*ACTIVITY:* Show every line of the data that includes the word "query".

*RECORDS SHOWN:*
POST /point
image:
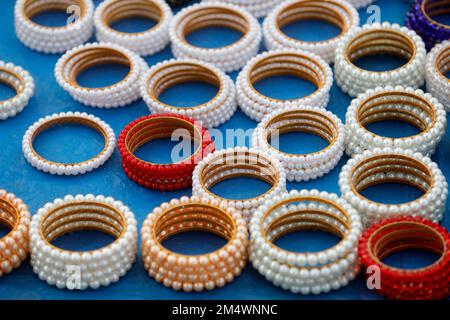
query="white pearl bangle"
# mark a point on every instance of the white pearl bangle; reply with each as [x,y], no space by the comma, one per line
[144,43]
[373,39]
[403,104]
[394,165]
[172,72]
[21,81]
[83,57]
[305,273]
[297,63]
[337,12]
[53,39]
[43,124]
[302,167]
[228,58]
[438,63]
[238,162]
[75,270]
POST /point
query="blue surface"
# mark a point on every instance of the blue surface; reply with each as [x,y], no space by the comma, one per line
[74,143]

*REPLY TO THE EXERCISE:*
query="white pearl bangle"
query="blue surface"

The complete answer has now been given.